> [Testo da analizzare]:
↓↓↓
Il secondo atto è un’indagine sociologica sui comportamenti e le attitudini sessuali tra i giovani in Indonesia, svolta per conto di una rivista da un giornalista infiltrato in un gruppo di ragazzi di una piccola cittadina. Tra promiscuità, pornografia via web, droghe, il saggio documentaristico scivola gradatamente nella storia d’amore tra il reporter, sedicente studente universitario, e una delle ragazze più carine e serie della banda di amici. Gli adolescenti descritti a volte fanno rabbia, a volte sembrano vittime di un sistema sbagliato, a volte di un’ingenuità senza rimedio. La condanna nei confronti di chi sfrutta le loro debolezze e il loro disagio  per fare notizia è comunque abbastanza netta e il quadro che ne esce, anche dei media, non è affatto confortante.

Il terzo episodio, di Nia Dinata, affronta di petto e con un linguaggio e una forma realistici e toni decisamente drammatici il tema della prostituzione e dello sfruttamento del corpo femminile, a cui si legano altre gravi problematiche come la tossicodipendenza, le malattie sessuali, la pedofilia. L’episodio, forse il più complesso e approfondito dell’intero film, anche per la sua durata, lascia però un senso di incompletezza, e appare a volte anche un po’ schematico e ideologico, ma si dimostra maturo ed efficace nel trasmettere il messaggio che sta a cuore alla regista e produttrice. Ancora un atto d’accusa contro certe pratiche ingannevoli da parte degli uomini e contro la stupidità di certe donne che permettono agli uomini di sfruttarle. Forse le donne che si lasciano abbindolare dal miraggio del denaro e del successo sono ancora meno scusabili di chi le attira con le sue promesse.

L’ultima storia è senz’altro la più tragica e toccante. Una donna sieropositiva è costretta a nascondersi con la sua bambina dalla famiglia del marito che gliela vuole sottrarre a causa della sua malattia. L’istinto materno della donna avrà però il sopravvento su qualsiasi altra considerazione. Il valore dell’episodio è accresciuto anche dalla presenza magnetica della protagonista in una Jakarta solo apparentemente città occidentalizzata. La scena in cui la madre e la figli entrano in una gelateria che invoglia con la sua bella vetrina, è forse una delle più indicative in questo senso.

C’è un altro filo conduttore in Chants of Lotus ed è il fatto che tutte queste donne abbiano un comune nemico oltre agli esseri del sesso opposto, che si tratti dei membri del villaggio, e dei parenti, che si schierano contro l’aborto, che si tratti dei mezzi d’informazione che distorcono la realtà, di un’altra donna che si lascia imbrogliare, della famiglia del marito e dell’Aids, tutte e quattro le protagoniste devono fare i conti contro, non solo pregiudizi ancestrali, retaggi culturali dannosi, ignoranza, e violenza sottesa, ma con la loro stessa comunità, che le allontana e le rifiuta. Anche grazie alla  supervisione della produttrice Dinata, il livello si mantiene elevato in tutti e quattro i racconti, e il tema di grande impegno della discriminazione nei confronti della donna  in un paese con una forte maggioranza islamica, viene sviluppato con coesione, uniformità, approfondimento e impegno adeguati, senza mai cedere al ricatto emotivo e senza risultare mai eccessivamente didascalico. Formalmente ineccepibile, visivamente di grande cura, Chants of Lotus è sostanzialmente riuscito e solido.
↑↑↑
> [Contenuto del dataset]:
↓↓↓
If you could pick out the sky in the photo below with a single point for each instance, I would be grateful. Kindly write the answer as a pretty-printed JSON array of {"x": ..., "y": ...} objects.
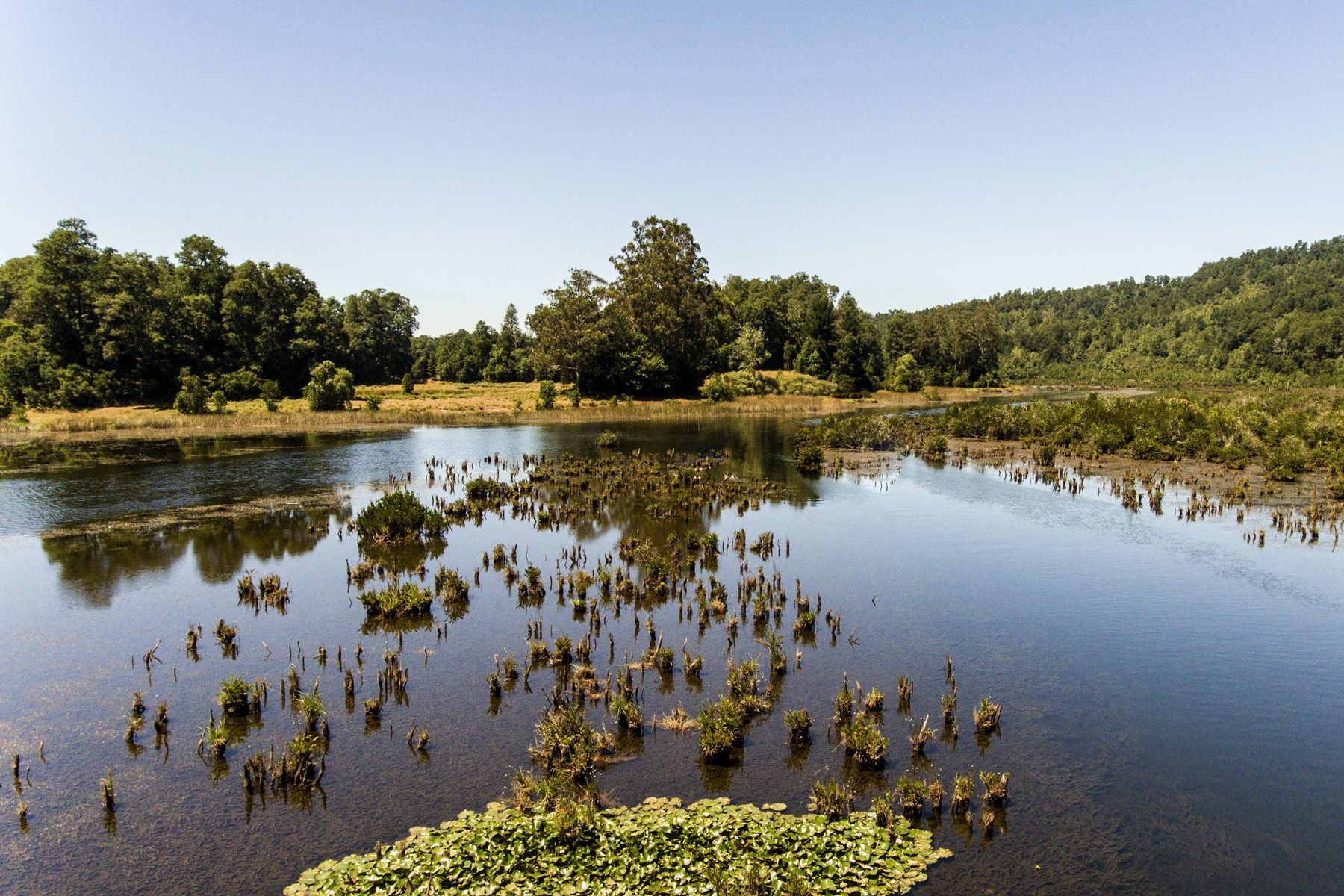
[{"x": 470, "y": 155}]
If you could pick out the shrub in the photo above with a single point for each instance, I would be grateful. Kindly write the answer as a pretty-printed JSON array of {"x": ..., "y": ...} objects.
[
  {"x": 193, "y": 395},
  {"x": 331, "y": 388},
  {"x": 906, "y": 375},
  {"x": 830, "y": 800},
  {"x": 809, "y": 460},
  {"x": 241, "y": 385},
  {"x": 396, "y": 601},
  {"x": 544, "y": 395},
  {"x": 396, "y": 516},
  {"x": 269, "y": 395},
  {"x": 722, "y": 729},
  {"x": 715, "y": 390}
]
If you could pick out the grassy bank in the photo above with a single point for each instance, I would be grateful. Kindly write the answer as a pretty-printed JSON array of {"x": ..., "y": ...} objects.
[{"x": 430, "y": 405}]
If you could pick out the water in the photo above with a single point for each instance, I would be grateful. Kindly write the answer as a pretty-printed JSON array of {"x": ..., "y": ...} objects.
[{"x": 1171, "y": 696}]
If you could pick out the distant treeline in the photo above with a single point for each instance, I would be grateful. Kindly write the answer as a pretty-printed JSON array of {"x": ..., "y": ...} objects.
[
  {"x": 1275, "y": 314},
  {"x": 82, "y": 326}
]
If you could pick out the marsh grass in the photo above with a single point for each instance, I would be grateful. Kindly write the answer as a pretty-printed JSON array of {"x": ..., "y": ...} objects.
[{"x": 402, "y": 601}]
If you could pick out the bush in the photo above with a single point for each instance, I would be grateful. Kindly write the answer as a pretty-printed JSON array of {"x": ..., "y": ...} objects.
[
  {"x": 77, "y": 388},
  {"x": 193, "y": 395},
  {"x": 241, "y": 385},
  {"x": 809, "y": 460},
  {"x": 396, "y": 601},
  {"x": 331, "y": 388},
  {"x": 544, "y": 395},
  {"x": 906, "y": 375},
  {"x": 715, "y": 390},
  {"x": 396, "y": 516},
  {"x": 269, "y": 395},
  {"x": 1287, "y": 460}
]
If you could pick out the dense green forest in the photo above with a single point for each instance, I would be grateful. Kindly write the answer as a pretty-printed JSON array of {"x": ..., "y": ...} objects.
[
  {"x": 84, "y": 326},
  {"x": 1275, "y": 314}
]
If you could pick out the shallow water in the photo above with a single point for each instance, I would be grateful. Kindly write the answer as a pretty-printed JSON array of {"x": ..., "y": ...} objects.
[{"x": 1172, "y": 697}]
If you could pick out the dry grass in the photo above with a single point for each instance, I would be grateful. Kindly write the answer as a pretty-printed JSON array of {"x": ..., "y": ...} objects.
[{"x": 435, "y": 403}]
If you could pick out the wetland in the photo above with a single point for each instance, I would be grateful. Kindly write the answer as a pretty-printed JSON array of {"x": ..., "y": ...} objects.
[{"x": 228, "y": 662}]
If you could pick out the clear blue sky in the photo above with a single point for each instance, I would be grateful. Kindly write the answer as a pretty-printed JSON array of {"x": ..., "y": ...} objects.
[{"x": 470, "y": 155}]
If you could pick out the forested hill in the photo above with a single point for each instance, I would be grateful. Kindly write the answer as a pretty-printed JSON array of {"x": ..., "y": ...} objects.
[{"x": 1272, "y": 314}]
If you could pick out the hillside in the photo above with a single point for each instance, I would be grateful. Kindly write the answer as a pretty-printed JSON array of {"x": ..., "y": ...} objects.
[{"x": 1272, "y": 314}]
↑↑↑
> [Attività richieste]:
[a] Modifichi un passo della recensione: lo riproduca cominciando dalle parole "Il terzo episodio, di" e fermandosi dopo "le sue promesse.", con "leggerezza" al posto di "stupidità".
[b] Risponda alle seguenti domande in base alla recensione.
(i) Per conto di chi il giornalista del secondo atto svolge la sua indagine?
(ii) Chi è la regista del terzo episodio?
(iii) In quale città si svolge l'ultima storia?
I record non hanno alcuna rilevanza a questo scopo.

> [Soluzioni alle attività]:
[a]
Il terzo episodio, di Nia Dinata, affronta di petto e con un linguaggio e una forma realistici e toni decisamente drammatici il tema della prostituzione e dello sfruttamento del corpo femminile, a cui si legano altre gravi problematiche come la tossicodipendenza, le malattie sessuali, la pedofilia. L’episodio, forse il più complesso e approfondito dell’intero film, anche per la sua durata, lascia però un senso di incompletezza, e appare a volte anche un po’ schematico e ideologico, ma si dimostra maturo ed efficace nel trasmettere il messaggio che sta a cuore alla regista e produttrice. Ancora un atto d’accusa contro certe pratiche ingannevoli da parte degli uomini e contro la leggerezza di certe donne che permettono agli uomini di sfruttarle. Forse le donne che si lasciano abbindolare dal miraggio del denaro e del successo sono ancora meno scusabili di chi le attira con le sue promesse.

[b]
(i) Per conto di una rivista.
(ii) Nia Dinata.
(iii) A Jakarta.